Задания ->
1) Когда, согласно отрывку о Вяземском, было закончено предисловие к «Фонтану»?
2) Перепишите дословно часть отрывка о Вяземском: всё от слов «В конце февраля» и вниз до слов «противником романтизма Классиком.» включительно.

Предоставленный отрывок ->
«Наткнуть палец» в конце концов Вяземский решил на Пушкина — кто же, как не он, воплощает в себе русский романтизм?.. Еще в апреле 1820-го собирался он «придраться» к Пушкину «и сказать кое-что о поэзии, о нашей словесности, о писателях, читателях и прочее»… Вот и случай!.. И задеть попутно всех московских воронов, которые держатся за обветшалые классические знамена, как будто в них слава русской поэзии заключена. И с коммерческой колокольни будет не худо — вокруг поэмы поднимется шум, ее раскупят, имя Пушкина будет на слуху, а романтизм — под защитой… Статья сочинилась быстро. Вяземский, впервые почувствовав вдохновение журналиста, посмеивался — вот и предоставилась возможность понаездничать — и снова ощущал себя бесшабашным арзамасцем.
В конце февраля 1824 года в доме в Большом Чернышевом переулке предисловие к «Фонтану» было закончено. Снова компактная, небольшая статья с длинным названием «Вместо предисловия. Разговор между Издателем и Классиком с Выборгской стороны или с Васильевского острова»… Название это восходит к статье князя Н.А. Цертелева «Новая школа словесности», подписанной «Житель Васильевского острова»; она была напечатана в петербургском «Благонамеренном», и в ней Цертелев лягнул Вяземского за его послание к Дмитриеву… «Какой-то шут Цертелев… лается на меня в Благонамеренном», — писал об этом Вяземский Тургеневу. Поэтому свое предисловие он выстроил в форме диалога между Издателем и педантичным, мелочным противником романтизма Классиком.
Просьба Пушкина об этнографическом предисловии аукнулась в статье крошечным кусочком в середине — Издатель, который вообще ведет себя довольно пренебрежительно с оппонентом, на его просьбу познакомить с содержанием «Фонтана» сухо сообщает, что «предание, известное в Крыму и поныне, служит основанием поэме… Предание сие сомнительно, и г. Муравьев-Апостол в Путешествии своем по Тавриде, недавно изданном, восстает, и, кажется, довольно основательно против вероятия сего рассказа. Как бы то ни было — сие предание есть достояние поэзии». Все остальное время собеседники ломают копья вокруг сущности романтизма и классицизма. Классик, как ему и положено, слегка тугодум и придира, а Издатель — вылитый Вяземский: язвительный, то и дело перебивающий собеседника шуточками и ироническими выпадами.

Сохранённые строки ->
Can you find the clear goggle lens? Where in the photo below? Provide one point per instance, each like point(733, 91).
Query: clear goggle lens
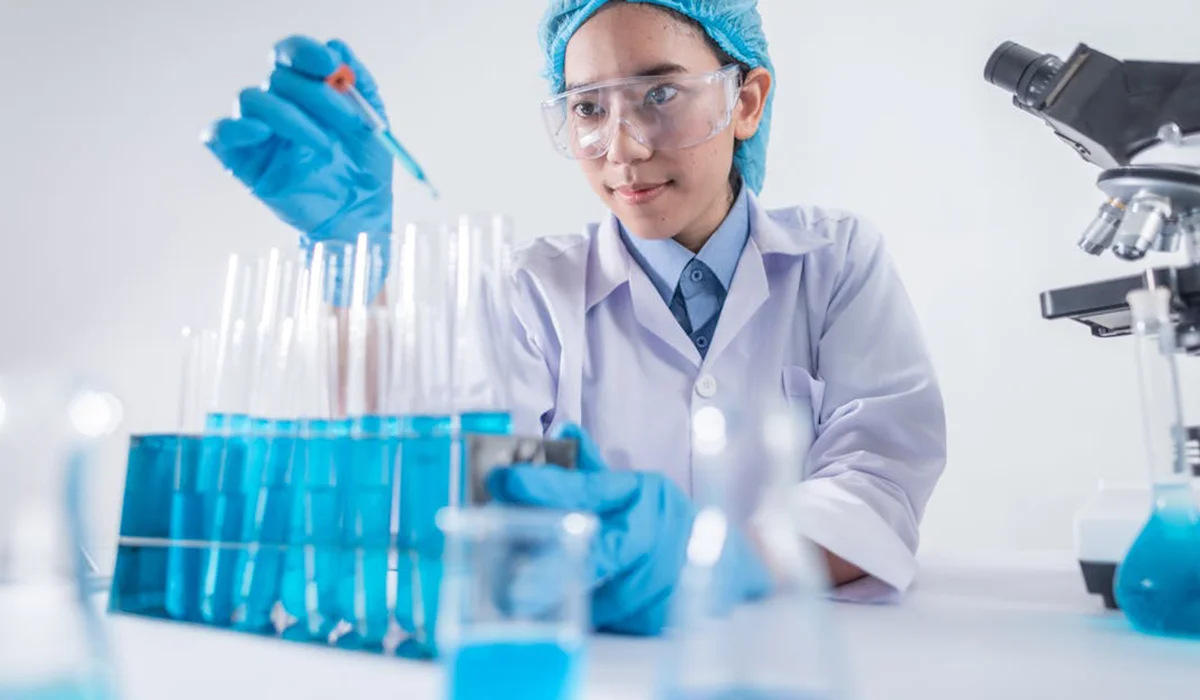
point(659, 112)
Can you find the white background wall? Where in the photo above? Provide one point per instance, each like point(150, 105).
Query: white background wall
point(115, 221)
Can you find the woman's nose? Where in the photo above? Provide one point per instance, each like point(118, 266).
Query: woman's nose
point(625, 149)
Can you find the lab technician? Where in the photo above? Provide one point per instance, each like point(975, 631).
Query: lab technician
point(688, 294)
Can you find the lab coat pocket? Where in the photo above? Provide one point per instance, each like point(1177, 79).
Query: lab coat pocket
point(804, 395)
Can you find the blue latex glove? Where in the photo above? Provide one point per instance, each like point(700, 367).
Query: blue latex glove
point(641, 545)
point(304, 149)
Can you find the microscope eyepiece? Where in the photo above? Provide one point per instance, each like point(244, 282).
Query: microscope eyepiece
point(1021, 71)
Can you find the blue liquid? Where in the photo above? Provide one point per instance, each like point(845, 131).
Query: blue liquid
point(424, 489)
point(139, 579)
point(311, 575)
point(366, 527)
point(259, 568)
point(515, 670)
point(742, 693)
point(486, 422)
point(184, 563)
point(222, 474)
point(1158, 582)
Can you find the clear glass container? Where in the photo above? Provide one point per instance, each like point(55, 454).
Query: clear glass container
point(53, 646)
point(1158, 582)
point(515, 602)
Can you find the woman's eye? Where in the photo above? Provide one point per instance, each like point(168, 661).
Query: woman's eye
point(661, 95)
point(586, 109)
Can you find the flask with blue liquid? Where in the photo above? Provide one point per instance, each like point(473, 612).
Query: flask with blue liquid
point(1158, 582)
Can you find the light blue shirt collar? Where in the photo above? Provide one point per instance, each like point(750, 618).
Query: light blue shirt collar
point(665, 259)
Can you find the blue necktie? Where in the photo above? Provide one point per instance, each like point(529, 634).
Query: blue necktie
point(697, 279)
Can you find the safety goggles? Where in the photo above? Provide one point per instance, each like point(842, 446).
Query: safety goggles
point(660, 112)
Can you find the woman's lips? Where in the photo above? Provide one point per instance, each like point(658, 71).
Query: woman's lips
point(641, 193)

Ответы ->
1) В конце февраля 1824 года.

2)
В конце февраля 1824 года в доме в Большом Чернышевом переулке предисловие к «Фонтану» было закончено. Снова компактная, небольшая статья с длинным названием «Вместо предисловия. Разговор между Издателем и Классиком с Выборгской стороны или с Васильевского острова»… Название это восходит к статье князя Н.А. Цертелева «Новая школа словесности», подписанной «Житель Васильевского острова»; она была напечатана в петербургском «Благонамеренном», и в ней Цертелев лягнул Вяземского за его послание к Дмитриеву… «Какой-то шут Цертелев… лается на меня в Благонамеренном», — писал об этом Вяземский Тургеневу. Поэтому свое предисловие он выстроил в форме диалога между Издателем и педантичным, мелочным противником романтизма Классиком.